§ **Your task**:
Please filter the records below and copy out every line that contains the word "Query", treating uppercase and lowercase as different.

— START Extracted entries —

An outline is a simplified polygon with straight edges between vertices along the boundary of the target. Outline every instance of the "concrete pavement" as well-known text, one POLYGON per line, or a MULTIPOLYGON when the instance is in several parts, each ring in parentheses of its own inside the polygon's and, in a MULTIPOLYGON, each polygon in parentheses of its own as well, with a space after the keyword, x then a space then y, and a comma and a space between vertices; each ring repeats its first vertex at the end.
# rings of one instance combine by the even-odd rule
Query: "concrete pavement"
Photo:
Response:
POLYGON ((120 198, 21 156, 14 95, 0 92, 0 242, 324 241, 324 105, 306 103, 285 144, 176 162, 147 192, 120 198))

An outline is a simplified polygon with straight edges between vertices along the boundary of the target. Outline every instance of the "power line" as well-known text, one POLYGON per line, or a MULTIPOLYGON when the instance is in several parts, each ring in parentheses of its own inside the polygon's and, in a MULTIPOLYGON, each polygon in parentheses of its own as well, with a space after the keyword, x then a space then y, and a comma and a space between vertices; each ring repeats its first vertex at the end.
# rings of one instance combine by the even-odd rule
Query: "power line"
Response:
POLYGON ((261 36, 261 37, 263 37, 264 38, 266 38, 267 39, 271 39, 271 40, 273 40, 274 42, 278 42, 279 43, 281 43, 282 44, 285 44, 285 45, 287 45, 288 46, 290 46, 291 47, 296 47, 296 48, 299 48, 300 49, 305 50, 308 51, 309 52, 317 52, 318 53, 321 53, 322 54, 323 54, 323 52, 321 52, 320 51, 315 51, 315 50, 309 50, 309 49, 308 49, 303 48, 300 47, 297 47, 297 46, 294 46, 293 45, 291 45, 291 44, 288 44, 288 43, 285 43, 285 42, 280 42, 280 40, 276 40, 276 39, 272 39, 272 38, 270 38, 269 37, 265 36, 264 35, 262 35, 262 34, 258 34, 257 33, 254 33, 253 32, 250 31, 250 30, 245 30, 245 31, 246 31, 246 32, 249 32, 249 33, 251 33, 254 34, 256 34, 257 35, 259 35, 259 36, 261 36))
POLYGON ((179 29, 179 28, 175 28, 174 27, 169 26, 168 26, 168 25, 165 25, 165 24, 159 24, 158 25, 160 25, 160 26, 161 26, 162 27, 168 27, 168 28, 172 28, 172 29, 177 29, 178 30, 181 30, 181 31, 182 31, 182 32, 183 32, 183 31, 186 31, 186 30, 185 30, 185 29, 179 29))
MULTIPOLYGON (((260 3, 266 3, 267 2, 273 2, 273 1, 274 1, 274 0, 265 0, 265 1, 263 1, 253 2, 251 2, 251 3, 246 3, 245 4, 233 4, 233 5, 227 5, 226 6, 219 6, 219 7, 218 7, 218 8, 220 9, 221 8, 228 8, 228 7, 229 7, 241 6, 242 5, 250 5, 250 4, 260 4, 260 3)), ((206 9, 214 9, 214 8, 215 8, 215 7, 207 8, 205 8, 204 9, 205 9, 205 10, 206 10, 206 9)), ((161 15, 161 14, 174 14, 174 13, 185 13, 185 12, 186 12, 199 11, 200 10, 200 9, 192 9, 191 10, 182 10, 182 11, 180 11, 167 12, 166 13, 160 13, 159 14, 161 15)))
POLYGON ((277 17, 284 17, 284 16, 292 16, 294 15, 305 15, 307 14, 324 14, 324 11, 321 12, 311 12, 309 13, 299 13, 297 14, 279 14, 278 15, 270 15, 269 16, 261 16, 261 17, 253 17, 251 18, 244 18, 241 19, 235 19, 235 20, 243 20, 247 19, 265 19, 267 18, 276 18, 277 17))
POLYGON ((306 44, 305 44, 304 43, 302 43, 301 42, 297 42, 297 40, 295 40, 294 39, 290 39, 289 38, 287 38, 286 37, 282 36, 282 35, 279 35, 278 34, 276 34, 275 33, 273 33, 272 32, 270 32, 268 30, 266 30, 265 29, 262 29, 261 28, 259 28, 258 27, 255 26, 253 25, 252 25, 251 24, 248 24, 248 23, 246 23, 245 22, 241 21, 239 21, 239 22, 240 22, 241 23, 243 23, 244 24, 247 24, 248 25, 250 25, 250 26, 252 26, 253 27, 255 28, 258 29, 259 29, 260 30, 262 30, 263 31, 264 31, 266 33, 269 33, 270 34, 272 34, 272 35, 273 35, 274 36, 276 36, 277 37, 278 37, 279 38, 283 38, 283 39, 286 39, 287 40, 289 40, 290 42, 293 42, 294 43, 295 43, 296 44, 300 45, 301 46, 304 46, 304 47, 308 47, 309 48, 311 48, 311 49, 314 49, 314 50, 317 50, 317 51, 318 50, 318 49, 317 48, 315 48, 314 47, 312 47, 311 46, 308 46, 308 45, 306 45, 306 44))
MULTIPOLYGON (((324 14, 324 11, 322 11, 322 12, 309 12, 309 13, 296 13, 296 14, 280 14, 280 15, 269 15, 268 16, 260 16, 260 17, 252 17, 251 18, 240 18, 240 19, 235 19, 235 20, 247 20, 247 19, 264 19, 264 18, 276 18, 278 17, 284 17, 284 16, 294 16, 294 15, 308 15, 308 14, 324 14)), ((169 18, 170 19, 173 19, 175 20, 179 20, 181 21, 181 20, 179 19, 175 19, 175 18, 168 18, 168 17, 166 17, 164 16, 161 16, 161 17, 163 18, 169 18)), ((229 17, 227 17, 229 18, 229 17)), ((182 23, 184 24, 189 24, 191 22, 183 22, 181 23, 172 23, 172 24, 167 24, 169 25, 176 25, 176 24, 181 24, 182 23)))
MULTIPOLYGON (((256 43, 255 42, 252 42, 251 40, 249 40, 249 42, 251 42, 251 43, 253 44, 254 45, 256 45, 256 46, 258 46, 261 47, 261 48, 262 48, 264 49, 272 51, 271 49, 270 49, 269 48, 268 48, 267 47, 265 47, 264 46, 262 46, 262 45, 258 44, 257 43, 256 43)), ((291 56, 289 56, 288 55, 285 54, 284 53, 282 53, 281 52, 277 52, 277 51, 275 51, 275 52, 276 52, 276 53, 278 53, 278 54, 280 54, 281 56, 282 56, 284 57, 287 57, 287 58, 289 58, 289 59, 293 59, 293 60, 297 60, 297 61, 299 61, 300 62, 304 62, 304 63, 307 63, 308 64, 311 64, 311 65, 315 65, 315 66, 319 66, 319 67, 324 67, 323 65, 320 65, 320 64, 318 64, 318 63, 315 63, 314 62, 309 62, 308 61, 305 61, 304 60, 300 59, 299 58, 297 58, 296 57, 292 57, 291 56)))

— END Extracted entries —

§ **Result below**:
Query: "concrete pavement"
Query: "power line"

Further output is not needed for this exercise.